Gather each line of the listing below that contains the word "cloud", and copy those lines unchanged. Letter case is significant.
** Start Data for this task **
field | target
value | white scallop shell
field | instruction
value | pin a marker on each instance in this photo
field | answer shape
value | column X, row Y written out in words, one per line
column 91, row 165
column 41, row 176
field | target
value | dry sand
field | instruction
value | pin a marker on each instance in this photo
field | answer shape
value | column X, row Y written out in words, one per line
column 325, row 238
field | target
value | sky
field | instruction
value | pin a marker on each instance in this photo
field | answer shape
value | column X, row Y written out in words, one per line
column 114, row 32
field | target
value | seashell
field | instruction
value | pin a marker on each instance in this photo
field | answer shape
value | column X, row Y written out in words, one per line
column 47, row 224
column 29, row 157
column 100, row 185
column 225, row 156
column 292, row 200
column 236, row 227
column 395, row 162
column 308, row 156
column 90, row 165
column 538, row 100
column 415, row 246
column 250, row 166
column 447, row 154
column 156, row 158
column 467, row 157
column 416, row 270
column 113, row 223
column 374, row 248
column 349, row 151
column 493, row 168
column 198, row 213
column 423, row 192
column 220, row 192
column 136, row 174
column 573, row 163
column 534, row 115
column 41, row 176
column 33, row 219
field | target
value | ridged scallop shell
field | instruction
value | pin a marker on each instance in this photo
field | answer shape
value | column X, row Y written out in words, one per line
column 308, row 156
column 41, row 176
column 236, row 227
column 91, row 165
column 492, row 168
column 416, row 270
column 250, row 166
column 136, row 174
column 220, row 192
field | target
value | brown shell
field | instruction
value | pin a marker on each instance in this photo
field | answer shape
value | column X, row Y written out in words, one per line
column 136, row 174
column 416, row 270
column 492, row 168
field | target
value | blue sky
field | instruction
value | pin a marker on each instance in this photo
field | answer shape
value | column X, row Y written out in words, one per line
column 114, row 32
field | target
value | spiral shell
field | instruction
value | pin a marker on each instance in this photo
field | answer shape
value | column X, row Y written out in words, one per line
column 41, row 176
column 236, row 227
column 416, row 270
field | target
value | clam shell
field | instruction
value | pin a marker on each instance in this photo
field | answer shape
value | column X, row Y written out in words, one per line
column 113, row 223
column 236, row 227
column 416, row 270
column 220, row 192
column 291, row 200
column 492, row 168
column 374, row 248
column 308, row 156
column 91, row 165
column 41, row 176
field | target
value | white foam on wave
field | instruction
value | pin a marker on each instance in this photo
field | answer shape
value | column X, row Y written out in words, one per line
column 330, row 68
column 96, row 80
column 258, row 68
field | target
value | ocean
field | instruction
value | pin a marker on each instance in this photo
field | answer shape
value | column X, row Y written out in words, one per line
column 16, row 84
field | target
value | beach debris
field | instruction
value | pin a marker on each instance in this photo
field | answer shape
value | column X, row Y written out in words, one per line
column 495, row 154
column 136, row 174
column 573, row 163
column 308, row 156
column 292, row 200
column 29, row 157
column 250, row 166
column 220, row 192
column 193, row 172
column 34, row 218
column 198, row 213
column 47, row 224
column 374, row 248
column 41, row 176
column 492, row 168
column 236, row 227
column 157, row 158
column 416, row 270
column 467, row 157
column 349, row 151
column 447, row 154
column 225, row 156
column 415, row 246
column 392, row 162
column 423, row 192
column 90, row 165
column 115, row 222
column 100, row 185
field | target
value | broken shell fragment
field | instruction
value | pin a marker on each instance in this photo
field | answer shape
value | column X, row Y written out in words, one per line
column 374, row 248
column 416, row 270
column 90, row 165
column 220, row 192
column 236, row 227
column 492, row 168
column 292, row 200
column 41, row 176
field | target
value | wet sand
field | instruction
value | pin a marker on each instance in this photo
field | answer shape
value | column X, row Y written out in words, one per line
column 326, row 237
** End Data for this task **
** Start Data for this task **
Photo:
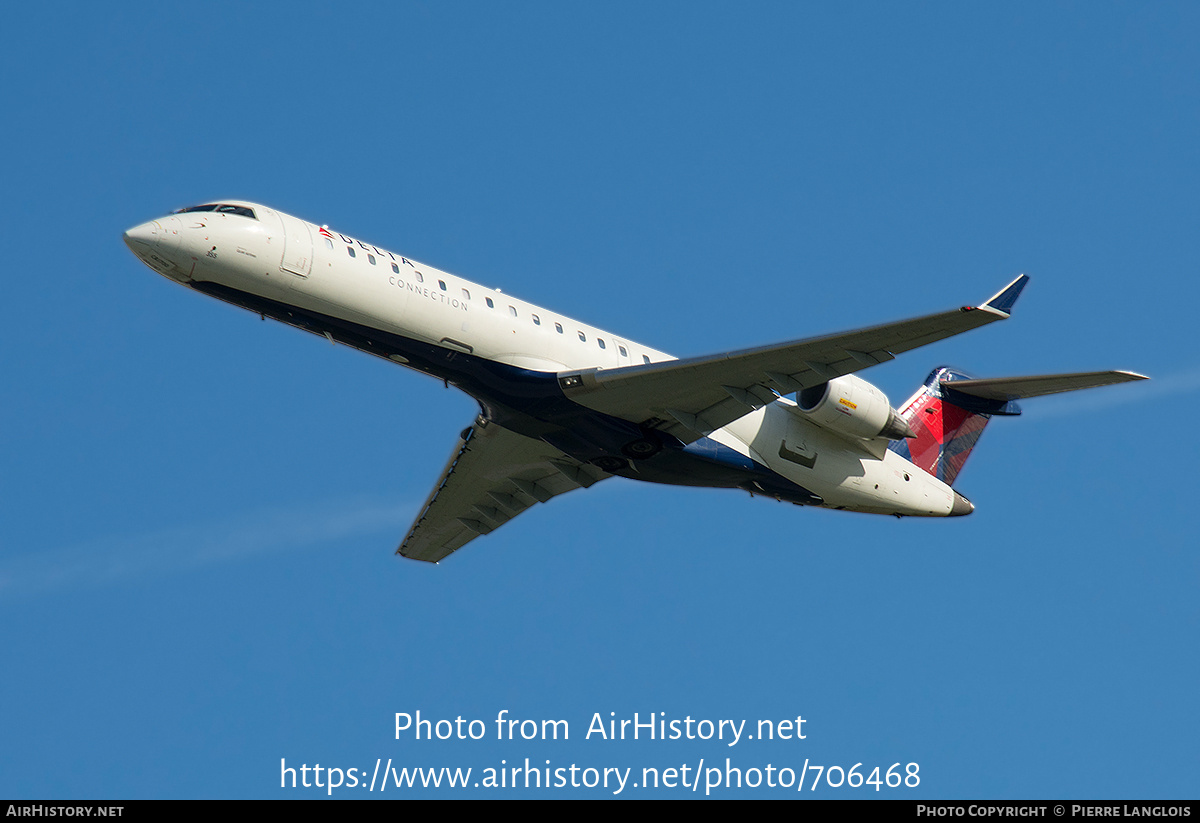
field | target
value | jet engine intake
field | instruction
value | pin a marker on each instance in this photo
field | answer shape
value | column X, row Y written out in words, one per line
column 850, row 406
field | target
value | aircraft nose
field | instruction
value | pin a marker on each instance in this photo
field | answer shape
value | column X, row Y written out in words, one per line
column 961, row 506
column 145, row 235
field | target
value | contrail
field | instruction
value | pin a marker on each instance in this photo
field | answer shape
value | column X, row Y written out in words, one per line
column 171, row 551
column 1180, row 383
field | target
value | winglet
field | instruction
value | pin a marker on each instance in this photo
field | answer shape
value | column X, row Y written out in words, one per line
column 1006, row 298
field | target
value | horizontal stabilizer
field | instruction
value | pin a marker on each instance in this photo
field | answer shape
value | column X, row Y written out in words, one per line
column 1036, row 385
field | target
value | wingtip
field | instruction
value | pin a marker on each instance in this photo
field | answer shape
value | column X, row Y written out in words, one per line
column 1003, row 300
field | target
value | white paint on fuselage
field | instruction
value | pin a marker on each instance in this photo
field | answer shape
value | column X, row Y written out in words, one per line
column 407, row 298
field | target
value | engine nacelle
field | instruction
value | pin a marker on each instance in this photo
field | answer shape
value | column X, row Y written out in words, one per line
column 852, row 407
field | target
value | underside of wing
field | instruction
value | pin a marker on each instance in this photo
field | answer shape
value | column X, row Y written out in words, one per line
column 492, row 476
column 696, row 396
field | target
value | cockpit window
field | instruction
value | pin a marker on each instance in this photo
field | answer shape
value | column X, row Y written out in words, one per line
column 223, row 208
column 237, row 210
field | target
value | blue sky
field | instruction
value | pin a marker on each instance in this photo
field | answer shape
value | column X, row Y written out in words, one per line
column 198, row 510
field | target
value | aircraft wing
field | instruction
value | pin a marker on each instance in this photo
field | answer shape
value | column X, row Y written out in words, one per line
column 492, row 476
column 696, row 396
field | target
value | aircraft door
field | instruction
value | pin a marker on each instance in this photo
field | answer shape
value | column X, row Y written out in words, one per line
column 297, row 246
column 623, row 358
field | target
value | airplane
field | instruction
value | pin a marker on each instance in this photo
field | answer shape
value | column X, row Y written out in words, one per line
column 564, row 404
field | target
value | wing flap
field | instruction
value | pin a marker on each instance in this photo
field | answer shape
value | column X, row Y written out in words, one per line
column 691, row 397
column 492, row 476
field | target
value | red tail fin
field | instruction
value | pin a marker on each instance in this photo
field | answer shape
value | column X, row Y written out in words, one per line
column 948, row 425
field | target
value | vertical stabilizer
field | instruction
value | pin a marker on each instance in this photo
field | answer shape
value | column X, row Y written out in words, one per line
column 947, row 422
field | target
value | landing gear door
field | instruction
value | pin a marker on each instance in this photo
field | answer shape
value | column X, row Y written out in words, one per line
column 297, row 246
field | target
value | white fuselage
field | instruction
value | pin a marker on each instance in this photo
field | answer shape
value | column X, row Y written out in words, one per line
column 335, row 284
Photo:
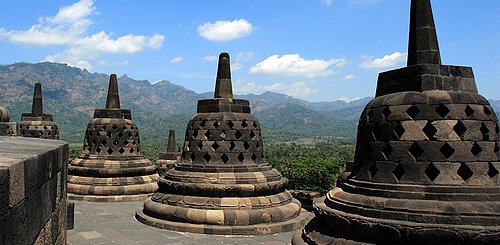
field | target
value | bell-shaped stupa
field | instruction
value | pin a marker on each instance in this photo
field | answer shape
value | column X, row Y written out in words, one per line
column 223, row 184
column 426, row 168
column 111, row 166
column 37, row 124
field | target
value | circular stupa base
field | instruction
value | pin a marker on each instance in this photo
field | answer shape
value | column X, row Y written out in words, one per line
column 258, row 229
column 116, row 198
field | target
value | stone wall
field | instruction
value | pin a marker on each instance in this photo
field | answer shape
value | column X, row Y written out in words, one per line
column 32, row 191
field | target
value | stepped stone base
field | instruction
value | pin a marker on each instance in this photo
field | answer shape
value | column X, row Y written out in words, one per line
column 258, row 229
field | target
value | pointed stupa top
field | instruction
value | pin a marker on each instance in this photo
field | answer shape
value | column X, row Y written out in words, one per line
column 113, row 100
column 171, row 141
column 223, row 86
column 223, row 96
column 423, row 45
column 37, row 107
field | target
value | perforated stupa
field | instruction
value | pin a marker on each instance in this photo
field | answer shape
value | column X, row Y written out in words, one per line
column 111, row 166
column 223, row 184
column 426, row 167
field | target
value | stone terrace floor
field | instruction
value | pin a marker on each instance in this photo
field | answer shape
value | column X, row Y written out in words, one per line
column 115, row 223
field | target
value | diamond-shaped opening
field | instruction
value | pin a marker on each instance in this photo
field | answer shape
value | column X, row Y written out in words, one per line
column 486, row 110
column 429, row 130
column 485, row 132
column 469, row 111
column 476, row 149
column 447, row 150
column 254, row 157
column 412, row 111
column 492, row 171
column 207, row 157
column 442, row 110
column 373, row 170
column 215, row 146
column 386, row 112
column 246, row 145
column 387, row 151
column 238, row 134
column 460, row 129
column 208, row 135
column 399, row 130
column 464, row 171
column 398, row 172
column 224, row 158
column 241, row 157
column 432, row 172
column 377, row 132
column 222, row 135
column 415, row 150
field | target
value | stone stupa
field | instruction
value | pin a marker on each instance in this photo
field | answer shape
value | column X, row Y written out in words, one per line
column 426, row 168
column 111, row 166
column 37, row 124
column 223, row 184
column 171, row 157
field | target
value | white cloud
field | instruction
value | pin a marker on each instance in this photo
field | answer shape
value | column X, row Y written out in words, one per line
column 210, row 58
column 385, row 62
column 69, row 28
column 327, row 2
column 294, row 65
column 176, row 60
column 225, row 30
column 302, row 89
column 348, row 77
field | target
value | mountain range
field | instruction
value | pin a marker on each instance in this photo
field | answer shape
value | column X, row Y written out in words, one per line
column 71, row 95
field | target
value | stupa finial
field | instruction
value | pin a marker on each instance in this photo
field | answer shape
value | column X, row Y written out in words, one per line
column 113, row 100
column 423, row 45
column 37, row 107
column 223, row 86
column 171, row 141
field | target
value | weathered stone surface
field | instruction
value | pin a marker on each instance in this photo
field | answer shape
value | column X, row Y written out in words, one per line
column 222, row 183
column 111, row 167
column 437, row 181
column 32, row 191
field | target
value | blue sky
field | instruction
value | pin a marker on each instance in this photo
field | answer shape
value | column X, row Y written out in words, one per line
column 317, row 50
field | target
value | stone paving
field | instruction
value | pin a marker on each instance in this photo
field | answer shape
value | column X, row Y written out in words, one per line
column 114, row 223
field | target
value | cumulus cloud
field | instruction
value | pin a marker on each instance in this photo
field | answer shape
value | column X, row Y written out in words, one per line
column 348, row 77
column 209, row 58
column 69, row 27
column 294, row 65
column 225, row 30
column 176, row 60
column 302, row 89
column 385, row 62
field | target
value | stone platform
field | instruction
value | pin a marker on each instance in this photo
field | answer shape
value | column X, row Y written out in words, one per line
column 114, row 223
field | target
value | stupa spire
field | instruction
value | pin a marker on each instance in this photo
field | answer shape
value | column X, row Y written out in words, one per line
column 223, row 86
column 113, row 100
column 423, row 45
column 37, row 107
** End Data for this task **
- Response to this exercise:
value | white cloud
value | cumulus cloud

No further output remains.